*** Data under study Section Begins ***

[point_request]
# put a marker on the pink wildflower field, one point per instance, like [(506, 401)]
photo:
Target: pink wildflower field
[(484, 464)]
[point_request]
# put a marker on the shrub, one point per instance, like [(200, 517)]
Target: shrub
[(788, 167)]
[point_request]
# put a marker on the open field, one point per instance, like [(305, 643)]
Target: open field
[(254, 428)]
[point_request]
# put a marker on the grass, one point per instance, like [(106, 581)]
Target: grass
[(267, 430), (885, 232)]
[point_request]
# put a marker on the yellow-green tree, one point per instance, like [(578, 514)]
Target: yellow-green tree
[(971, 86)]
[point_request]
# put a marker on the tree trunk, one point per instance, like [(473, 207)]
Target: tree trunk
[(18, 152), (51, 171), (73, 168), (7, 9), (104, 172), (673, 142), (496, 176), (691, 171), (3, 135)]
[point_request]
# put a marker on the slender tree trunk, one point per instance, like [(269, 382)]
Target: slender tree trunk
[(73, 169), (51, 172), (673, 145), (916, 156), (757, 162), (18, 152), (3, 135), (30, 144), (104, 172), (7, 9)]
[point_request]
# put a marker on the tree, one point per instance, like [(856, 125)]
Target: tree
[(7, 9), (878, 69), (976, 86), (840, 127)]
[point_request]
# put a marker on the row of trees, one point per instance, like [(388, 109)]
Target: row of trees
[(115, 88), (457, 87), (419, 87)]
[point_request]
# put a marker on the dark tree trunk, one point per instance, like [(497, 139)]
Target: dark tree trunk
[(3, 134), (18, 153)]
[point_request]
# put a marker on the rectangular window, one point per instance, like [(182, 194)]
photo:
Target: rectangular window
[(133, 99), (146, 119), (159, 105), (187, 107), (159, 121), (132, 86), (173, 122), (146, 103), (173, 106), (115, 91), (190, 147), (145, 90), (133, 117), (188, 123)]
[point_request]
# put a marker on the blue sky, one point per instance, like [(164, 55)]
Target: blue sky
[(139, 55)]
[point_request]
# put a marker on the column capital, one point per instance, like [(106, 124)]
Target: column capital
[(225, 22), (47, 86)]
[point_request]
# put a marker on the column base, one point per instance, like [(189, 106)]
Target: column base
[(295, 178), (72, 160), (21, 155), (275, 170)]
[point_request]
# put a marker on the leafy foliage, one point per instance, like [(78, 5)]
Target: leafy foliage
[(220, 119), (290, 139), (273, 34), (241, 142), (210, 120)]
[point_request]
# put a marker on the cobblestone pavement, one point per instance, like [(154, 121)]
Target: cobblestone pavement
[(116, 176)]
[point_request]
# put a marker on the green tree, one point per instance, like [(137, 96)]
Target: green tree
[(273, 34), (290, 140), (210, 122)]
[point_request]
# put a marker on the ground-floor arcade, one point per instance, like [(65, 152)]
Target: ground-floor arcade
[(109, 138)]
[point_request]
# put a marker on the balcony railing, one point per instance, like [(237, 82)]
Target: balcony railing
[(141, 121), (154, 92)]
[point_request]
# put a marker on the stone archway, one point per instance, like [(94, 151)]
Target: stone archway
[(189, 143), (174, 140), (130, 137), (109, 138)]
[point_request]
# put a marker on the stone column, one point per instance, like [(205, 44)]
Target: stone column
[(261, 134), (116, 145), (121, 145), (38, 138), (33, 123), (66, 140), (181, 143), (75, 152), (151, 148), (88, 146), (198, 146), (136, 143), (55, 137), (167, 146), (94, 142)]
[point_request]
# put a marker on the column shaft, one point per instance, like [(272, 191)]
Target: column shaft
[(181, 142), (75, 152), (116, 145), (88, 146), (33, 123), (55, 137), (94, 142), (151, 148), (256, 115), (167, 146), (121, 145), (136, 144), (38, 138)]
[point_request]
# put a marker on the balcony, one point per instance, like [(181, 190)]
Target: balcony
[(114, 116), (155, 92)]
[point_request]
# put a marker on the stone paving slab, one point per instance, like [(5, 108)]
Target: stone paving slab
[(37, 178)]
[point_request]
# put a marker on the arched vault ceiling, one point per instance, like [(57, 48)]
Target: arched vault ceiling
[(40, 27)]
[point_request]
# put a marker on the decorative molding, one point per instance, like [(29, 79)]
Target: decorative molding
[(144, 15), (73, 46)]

*** Data under study Section Ends ***

• Task to complete: Print each line of the data exactly as it was written.

• Answer section:
[point_request]
# put a marker on the pink wildflower field, one point per instance, like [(506, 401)]
photo:
Target: pink wildflower field
[(484, 464)]
[point_request]
# put a marker on the shrub, one point per instance, like [(200, 517)]
Target: shrub
[(788, 167)]
[point_request]
# put a marker on the open field, one point per instance, like [(305, 643)]
Target: open field
[(254, 428)]
[point_request]
# put a marker on the grass, one point per instance, like [(106, 581)]
Target: grass
[(267, 430), (885, 232)]
[point_request]
# put a marker on the yellow-green tree, one point per instance, like [(578, 514)]
Target: yellow-green tree
[(971, 86)]
[point_request]
# put a marker on the tree trunk, one point per instance, like [(473, 207)]
Target: tree trunk
[(18, 152), (51, 171), (73, 168), (7, 9), (104, 172), (673, 142), (496, 176), (691, 171), (3, 135)]
[point_request]
# put a marker on the slender tree trunk, one point per instance, like [(269, 382)]
Target: slender tree trunk
[(73, 169), (51, 172), (673, 145), (916, 156), (757, 162), (18, 152), (3, 135), (30, 144), (104, 172), (7, 9)]
[point_request]
# put a marker on the tree, one point per instance, like [(856, 125)]
Target: tree
[(7, 9), (878, 69), (976, 86), (840, 127)]
[point_request]
# put a marker on the row of trees, one point per instance, like [(388, 109)]
Target: row of trees
[(115, 88), (457, 87), (419, 87)]
[point_request]
# put a marker on the dark tree trunk, one point per instance, like [(497, 139)]
Target: dark tree trunk
[(3, 134), (18, 153)]
[point_request]
# put a marker on the rectangular window, one point per instance, like [(182, 194)]
photo:
Target: rectangular window
[(133, 99), (146, 119), (159, 105), (187, 107), (159, 121), (132, 86), (173, 122), (146, 103), (173, 106), (115, 91), (190, 147), (145, 90), (133, 117), (188, 123)]
[point_request]
# put a marker on the blue sky, one point per instance, like [(164, 55)]
Target: blue sky
[(139, 55)]
[point_request]
# put a marker on the column capital, one point per instance, like [(106, 124)]
Target: column capital
[(225, 22), (47, 86)]
[point_request]
# put a marker on the column base, one point per instance, like [(189, 106)]
Target: column base
[(295, 178), (72, 160), (21, 155), (275, 170)]
[point_request]
# put a marker on the leafy foliage, one point per instance, like [(78, 5)]
Target: leafy foliage
[(220, 119), (290, 139), (273, 34), (241, 142), (210, 120)]
[point_request]
# put a marker on the cobblestone pavement, one point per instance, like [(154, 121)]
Target: cobblestone pavement
[(116, 176)]
[point_request]
# put a marker on the green tree, one point per instance, like [(137, 96)]
Target: green tree
[(273, 34), (290, 140), (210, 122)]
[point_request]
# put a marker on the ground-floor arcade, one point per instance, like [(65, 152)]
Target: ground-floor arcade
[(109, 138)]
[point_request]
# put a marker on the balcony railing, one point per instance, like [(237, 82)]
Target: balcony railing
[(141, 121), (154, 92)]
[point_request]
# put a marker on the stone archway, one point per instance, like [(94, 151)]
Target: stone archway
[(189, 143), (174, 140), (130, 137), (109, 138)]
[point_request]
# put a marker on the stone column, one point per instance, like [(205, 44)]
Target: stone column
[(261, 134), (116, 145), (121, 145), (38, 138), (33, 123), (66, 140), (181, 143), (75, 152), (151, 148), (88, 146), (198, 146), (136, 143), (55, 137), (167, 146), (94, 142)]
[point_request]
# put a marker on the column shaft, one point per instance, like [(272, 191)]
Target: column shaft
[(181, 142), (75, 152), (116, 145), (88, 146), (33, 123), (55, 137), (94, 142), (151, 148), (256, 115), (167, 146), (121, 145), (136, 144), (38, 138)]
[point_request]
# put a marker on the balcony, one point per instance, like [(181, 190)]
Target: balcony
[(114, 116), (155, 92)]
[point_request]
# put a marker on the stone paving slab, one point per instance, like [(5, 108)]
Target: stone paving slab
[(37, 178)]
[point_request]
# put a marker on the arched vault ceiling, one point per instance, like [(57, 48)]
Target: arched vault ceiling
[(40, 27)]
[point_request]
# put a marker on the decorative molding, one point per instance, like [(29, 79)]
Target: decorative molding
[(144, 15), (73, 46)]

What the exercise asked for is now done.